SUPPLIED DATA>
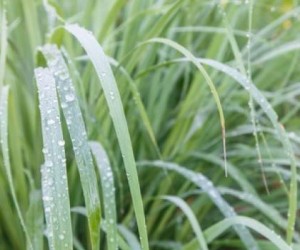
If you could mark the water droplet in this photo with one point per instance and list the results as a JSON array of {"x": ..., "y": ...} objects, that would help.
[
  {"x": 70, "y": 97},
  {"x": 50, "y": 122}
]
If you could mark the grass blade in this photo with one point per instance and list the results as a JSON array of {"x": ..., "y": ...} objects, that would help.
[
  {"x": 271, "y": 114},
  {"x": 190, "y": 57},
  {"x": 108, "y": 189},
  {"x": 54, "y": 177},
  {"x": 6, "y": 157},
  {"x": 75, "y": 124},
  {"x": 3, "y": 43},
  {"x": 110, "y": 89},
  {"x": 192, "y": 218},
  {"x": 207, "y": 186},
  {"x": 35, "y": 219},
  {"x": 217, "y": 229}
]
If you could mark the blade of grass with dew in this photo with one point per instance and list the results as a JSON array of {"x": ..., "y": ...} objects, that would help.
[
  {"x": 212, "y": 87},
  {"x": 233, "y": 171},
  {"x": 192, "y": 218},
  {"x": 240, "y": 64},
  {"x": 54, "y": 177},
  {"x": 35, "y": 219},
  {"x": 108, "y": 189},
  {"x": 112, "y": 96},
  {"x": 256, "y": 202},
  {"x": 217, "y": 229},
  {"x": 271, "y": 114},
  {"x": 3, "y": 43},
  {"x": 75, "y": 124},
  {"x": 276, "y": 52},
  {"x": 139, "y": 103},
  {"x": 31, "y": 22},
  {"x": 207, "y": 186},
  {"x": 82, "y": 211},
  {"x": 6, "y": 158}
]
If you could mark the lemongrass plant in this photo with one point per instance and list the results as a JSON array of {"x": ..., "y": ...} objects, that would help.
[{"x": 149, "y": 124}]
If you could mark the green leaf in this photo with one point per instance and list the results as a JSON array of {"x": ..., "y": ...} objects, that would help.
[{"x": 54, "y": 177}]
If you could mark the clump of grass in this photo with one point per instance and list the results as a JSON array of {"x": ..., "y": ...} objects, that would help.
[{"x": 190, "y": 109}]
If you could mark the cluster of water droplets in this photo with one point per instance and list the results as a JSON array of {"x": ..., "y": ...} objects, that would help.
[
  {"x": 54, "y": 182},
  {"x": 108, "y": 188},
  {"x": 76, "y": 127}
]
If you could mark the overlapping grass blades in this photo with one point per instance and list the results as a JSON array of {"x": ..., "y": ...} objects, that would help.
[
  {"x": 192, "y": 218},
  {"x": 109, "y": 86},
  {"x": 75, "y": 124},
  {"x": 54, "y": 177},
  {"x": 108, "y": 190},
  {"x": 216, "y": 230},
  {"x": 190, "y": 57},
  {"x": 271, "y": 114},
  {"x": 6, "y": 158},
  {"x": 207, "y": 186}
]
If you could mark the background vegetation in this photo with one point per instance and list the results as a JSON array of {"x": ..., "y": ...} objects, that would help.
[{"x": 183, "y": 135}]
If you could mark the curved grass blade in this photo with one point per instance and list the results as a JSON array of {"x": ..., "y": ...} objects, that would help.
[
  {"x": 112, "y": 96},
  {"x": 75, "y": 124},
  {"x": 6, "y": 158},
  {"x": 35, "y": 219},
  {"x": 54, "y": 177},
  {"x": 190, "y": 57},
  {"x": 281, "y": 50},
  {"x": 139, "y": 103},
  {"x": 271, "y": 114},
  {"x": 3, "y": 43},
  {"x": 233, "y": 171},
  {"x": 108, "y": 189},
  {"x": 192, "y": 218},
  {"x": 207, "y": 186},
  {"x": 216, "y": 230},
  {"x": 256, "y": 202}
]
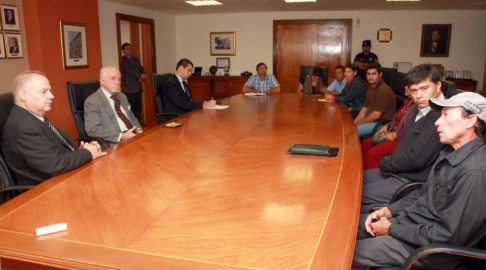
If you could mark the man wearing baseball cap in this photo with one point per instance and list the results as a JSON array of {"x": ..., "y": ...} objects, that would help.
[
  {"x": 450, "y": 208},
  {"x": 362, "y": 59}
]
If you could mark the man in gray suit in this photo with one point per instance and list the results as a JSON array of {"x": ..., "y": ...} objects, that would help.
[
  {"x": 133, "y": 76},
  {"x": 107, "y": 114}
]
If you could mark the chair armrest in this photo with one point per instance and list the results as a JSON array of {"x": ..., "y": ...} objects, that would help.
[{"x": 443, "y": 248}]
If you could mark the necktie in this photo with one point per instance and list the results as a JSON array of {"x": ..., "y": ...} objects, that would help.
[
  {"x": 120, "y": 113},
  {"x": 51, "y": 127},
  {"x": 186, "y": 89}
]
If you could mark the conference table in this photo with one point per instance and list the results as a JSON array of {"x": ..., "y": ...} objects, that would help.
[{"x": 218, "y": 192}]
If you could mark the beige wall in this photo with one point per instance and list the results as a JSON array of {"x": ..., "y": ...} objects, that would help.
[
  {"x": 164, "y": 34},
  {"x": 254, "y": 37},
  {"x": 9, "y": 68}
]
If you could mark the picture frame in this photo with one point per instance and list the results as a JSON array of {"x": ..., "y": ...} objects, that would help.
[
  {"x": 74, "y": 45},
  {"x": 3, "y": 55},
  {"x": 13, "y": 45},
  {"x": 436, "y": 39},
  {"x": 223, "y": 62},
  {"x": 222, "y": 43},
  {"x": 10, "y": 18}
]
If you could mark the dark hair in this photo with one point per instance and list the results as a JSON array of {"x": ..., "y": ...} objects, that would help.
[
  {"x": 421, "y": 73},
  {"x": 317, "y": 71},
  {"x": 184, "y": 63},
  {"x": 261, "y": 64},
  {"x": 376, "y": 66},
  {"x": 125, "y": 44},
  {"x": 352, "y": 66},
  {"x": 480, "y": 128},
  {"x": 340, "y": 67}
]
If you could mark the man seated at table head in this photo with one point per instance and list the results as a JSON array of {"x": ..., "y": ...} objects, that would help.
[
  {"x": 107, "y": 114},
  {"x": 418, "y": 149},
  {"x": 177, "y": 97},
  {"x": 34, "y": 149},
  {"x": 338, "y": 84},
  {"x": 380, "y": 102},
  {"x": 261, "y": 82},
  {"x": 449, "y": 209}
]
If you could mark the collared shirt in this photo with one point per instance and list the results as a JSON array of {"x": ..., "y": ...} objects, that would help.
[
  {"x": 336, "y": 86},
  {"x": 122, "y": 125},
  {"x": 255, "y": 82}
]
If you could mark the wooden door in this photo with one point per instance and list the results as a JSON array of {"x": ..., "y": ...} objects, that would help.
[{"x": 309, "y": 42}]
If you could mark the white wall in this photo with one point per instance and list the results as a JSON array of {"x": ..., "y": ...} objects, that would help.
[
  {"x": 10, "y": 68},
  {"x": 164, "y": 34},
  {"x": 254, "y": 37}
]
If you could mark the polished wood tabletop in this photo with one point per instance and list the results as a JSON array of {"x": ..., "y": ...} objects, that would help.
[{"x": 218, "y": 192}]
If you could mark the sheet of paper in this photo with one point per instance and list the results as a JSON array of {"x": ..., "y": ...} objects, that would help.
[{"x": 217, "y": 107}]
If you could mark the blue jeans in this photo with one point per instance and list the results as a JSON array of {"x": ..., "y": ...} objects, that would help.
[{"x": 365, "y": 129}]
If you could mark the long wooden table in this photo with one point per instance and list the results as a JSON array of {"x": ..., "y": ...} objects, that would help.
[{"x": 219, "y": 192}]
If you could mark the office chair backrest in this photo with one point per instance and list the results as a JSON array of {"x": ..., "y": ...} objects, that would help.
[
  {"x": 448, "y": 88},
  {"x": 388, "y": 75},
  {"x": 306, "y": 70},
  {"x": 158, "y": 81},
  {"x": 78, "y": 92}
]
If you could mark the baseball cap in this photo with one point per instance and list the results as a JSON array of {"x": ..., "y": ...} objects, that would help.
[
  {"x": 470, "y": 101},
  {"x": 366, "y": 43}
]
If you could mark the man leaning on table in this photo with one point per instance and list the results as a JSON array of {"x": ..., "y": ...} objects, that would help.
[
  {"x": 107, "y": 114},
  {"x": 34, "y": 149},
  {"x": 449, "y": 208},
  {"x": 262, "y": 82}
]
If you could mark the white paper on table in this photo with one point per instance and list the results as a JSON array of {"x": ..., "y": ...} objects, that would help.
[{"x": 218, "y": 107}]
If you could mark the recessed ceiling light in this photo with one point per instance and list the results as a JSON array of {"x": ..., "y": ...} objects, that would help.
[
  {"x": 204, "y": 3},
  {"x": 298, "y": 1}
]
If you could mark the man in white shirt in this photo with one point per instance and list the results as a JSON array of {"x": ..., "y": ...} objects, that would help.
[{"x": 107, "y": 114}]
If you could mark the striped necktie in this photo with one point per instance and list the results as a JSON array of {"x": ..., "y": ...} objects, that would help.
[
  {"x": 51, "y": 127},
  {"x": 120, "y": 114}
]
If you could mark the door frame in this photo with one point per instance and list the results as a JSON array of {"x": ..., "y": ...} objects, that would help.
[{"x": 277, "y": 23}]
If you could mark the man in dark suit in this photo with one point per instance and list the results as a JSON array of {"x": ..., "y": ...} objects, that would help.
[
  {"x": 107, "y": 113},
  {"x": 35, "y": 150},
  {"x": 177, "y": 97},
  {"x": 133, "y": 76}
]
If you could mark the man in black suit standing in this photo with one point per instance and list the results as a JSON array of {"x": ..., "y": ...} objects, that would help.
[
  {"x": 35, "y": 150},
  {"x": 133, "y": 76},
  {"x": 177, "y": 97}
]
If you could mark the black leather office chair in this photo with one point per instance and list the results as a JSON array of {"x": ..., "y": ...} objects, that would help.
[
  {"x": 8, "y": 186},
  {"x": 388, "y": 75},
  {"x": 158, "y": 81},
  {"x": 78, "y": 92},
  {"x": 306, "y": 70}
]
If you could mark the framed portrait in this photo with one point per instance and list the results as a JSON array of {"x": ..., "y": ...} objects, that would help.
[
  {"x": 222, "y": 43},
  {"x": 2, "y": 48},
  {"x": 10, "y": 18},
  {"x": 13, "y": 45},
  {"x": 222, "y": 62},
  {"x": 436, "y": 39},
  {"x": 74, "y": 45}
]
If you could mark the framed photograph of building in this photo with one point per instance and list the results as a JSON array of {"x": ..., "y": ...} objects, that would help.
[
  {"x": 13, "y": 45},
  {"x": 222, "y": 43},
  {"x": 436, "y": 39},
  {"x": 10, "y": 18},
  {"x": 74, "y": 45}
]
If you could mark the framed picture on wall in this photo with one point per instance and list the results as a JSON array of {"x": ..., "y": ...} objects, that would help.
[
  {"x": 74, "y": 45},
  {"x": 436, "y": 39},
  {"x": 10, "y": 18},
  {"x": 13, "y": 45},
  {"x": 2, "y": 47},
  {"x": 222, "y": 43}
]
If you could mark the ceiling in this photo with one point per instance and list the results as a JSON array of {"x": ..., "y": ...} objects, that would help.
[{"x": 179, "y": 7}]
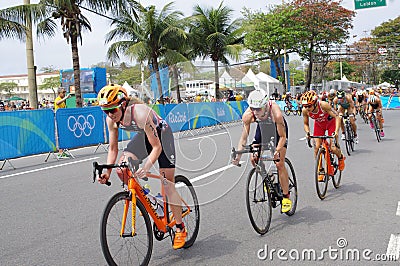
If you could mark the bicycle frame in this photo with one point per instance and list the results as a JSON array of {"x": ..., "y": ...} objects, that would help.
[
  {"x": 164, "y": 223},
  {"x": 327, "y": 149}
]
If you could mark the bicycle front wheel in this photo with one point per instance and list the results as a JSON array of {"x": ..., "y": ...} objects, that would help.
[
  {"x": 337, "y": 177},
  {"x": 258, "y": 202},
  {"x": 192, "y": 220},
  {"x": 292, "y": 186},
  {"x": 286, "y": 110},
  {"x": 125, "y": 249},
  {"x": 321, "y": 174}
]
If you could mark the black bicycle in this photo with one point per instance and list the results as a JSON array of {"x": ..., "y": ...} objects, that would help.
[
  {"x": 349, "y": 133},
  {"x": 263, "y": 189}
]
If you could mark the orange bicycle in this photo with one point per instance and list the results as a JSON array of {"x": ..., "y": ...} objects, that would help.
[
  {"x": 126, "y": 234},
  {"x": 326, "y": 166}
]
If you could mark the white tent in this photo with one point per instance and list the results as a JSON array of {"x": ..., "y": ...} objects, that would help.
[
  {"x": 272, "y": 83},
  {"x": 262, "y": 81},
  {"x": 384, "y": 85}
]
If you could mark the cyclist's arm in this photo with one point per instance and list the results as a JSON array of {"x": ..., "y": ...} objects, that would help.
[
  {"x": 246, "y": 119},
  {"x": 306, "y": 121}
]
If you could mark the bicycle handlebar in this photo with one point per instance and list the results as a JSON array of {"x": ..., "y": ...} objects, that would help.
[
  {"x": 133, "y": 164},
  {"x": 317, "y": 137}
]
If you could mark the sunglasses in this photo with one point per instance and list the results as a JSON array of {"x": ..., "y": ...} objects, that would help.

PROBLEM REQUIREMENTS>
Reproduce, without alteration, the lines from the one containing "If you could mark the white tent" up to and including the last line above.

ANSWER TO THE PROBLEM>
If you could mark the white tent in this photo with one point per instance and list the results as a JSON array of {"x": ..., "y": ...} objects, that would help.
[
  {"x": 272, "y": 83},
  {"x": 262, "y": 81},
  {"x": 384, "y": 85}
]
If you could mark the cyclist's arm in this photo with one point per instance and list the results as a JSON array of {"x": ..., "y": ...} objects, that would help.
[
  {"x": 246, "y": 119},
  {"x": 306, "y": 121}
]
If you could mark the bicycle handlebar in this photo with one point per instance and list the results as a JSON array of {"x": ..., "y": ...} objects, that would help.
[
  {"x": 133, "y": 164},
  {"x": 317, "y": 137}
]
If you could mark the sunglasses in this photo with one point per instance and list the results as a JSON array of {"x": ..., "y": ...} objects, that would help.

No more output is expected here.